Work required: Please carry on the essay about Adam Gopnik's book The Table Comes First from where it stops.
=== Selected excerpt ===
Around the Table

By Thane TierneyNovember 3, 2011

Around the Table
The dinner table is the center for the teaching and practicing not just of table
manners but of conversation, consideration, tolerance, family feeling, and just about
all the other accomplishments of polite society except the minuet.
— Miss Manners (Judith Martin)

PART I: We'll Always Have Paris… and Philly
LITTLE DID I KNOW that Adam Gopnik and I might have crossed paths at the Howard Johnson’s, long since torn down, on the corner of Haverford Road and City Line Avenue in Philadelphia. It was the summer of 1966, when we were both celebrating our 10th birthdays, not more than a few miles from one another: he downtown on Locust Street, me in Bala-Cynwyd just outside the city proper. As with many kids of that era, a birthday trip to even such a modest restaurant as Howard Johnson’s evoked a sense of wonder and delight. “The burger I had that evening,” says Gopnik, “had that delectable aroma, now vanished from the world, of the griddles of my childhood, something buttery and of the soda fountain. The possibility of choice, the splendor of existence, was all present.”

In The Table Comes First: Family, France, and the Meaning of Food, Gopnik springs from his 10th birthday meal into a meaty disquisition on restaurant history, which leads him into a philosophical realm. Organized in a series of questions — such as “Who Made the Restaurant?”, “How Does Taste Happen?”, and “In Vino Veritas?” — each of the book’s chapters comprises an extended meditation on what all this food stuff means, whether at a hired table or at home; historically, intellectually, emotionally, politically, socially.

As befits someone who has spent the last quarter-century in service to The New Yorker, Gopnik’s book is casually dotted with references to high culture and low, from an extended one-way postmortem correspondence with art and food critic Elizabeth Pennell to the observation that Keith Richards, in his autobiography, radiates more passion for his shepherd’s pie recipe than his songwriting recipe. It’s implicit that the reader should come to the book equally acquainted with Chesterton and Titian as with Franny Glass, John Cage, and James Bond.
=== Extracted data ===
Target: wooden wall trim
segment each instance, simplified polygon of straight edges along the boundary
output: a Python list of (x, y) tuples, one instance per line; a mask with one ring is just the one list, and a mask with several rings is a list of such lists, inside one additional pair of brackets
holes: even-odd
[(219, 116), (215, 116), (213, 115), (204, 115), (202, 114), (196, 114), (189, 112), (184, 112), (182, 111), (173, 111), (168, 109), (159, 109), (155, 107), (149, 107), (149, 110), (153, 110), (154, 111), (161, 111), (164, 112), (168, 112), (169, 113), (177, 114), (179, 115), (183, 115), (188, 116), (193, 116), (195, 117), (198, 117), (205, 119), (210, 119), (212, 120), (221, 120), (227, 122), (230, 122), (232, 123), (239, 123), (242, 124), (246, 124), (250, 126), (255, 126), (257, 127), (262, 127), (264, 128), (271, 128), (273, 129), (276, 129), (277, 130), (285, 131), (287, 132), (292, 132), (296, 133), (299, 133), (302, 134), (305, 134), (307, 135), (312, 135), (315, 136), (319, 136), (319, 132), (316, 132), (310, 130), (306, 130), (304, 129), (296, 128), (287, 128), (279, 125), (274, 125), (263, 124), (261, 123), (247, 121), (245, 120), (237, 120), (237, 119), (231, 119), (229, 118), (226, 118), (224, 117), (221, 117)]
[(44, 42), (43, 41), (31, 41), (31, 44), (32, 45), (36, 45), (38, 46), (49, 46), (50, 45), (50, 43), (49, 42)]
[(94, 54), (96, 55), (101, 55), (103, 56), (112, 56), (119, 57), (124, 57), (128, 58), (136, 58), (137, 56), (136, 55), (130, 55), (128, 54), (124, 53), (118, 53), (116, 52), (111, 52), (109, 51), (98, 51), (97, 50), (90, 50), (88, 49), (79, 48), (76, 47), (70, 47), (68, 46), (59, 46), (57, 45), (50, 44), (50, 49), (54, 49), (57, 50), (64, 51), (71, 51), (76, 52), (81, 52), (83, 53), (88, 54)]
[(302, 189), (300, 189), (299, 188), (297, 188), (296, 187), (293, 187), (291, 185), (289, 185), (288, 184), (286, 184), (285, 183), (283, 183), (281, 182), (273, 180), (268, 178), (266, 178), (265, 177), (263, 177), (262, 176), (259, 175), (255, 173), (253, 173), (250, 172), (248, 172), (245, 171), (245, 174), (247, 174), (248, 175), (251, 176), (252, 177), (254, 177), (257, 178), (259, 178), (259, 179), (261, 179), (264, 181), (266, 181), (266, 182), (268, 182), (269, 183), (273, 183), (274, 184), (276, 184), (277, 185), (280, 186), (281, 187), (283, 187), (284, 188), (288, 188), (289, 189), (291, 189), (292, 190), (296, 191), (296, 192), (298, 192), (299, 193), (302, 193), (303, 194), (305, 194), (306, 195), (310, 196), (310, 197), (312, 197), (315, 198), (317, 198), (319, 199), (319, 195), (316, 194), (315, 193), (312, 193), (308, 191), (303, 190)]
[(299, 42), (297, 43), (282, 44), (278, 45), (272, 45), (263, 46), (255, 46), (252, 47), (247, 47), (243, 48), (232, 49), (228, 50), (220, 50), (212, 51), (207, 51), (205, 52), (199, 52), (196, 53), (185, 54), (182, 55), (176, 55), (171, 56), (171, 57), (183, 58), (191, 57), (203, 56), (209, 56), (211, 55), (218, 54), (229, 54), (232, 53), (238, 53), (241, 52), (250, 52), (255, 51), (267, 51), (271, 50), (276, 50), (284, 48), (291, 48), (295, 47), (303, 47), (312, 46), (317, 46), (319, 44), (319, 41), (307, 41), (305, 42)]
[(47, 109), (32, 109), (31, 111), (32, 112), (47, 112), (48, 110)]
===
Task answer:
The Table Comes First is filled with compelling and strangely obscure food facts. Did you know that the word “restaurant,” which originally appeared circa 1750, described a kind of bouillon, and that the soup ultimately sacrificed its name to the place in which it was served? Or that the cookbook as we know it is a fairly modern invention, dating to the Civil War era? These unanticipated truffles hiding deep in the gratin dauphinois of his larger story remind us that food permeates every facet of our lives, yet most of us rarely notice it, let alone give it the consideration it deserves.

A great deal of that story takes place in France. And how could it not? Writing about food means writing about France. Either it’s something that’s happening in France now, or something that happened in France once, or a reaction to something that happened in France, or could never happen in France, but the scent of béchamel and Gauloises always lingers at the margins. Every serious cook — and every serious food writer — experiences his or her French fling just as every serious musician, to quote John Mayer, “passes through Hendrix International Airport eventually.”

Of course every dog has its day. As the Michelin Guide’s stars gave way to Gault Millau’s toques, many chefs and critics wondered if French food had lost its je ne sais quoi, if its increasing insularity had doomed it to irrelevance. Gopnik doesn’t seem to think it has quite come to that, but he and a number of his interviewees detect a troubling Gallic stasis when comparing French food to the contemporary cuisines of former outposts such as Catalonia and Italy. “Think food” is what he calls the Parmesan ice cream of El Bulli or Jordi Roca’s essential oil extractions; while they may be just a passing fancy, molecular experimentation reveals a vibrant culture pushing against all sorts of boundaries, even if most of those boundaries are French in origin.

Nestled amongst the philosophy and history is some impressively practical advice for the home chef, including Gopnik’s own cooking rules, succinct enough to copy here:
The four essential savory secrets: anchovies, bacon, cinnamon, saffron. (Add a can of tomatoes, a humble chunk of protein, a neutral starch, and there isn’t much else you need.)

The five humble helpers: frozen peas, canned beans, Karo syrup, packaged gelatin, powdered cornstarch.

The three miraculous drugs: sugar, caffeine, and spirits.

The three basic principles. First, the rule of triple action: take something to eat, do something to it, do something else to it, but for God’s sake don’t do something else after that, or if you do, it had better be really worth doing. Then, the rule of four and three: almost everything (salmon, chicken breasts, fish steaks, beef steaks, mushrooms, grilled bread) tastes best if it is sautéed for four hot minutes on one side and then three slightly cooler on the other. Third, the truth of oven extremes: there is no golden mean behind the oven door: let your oven be very hot or rather cool, but never in between.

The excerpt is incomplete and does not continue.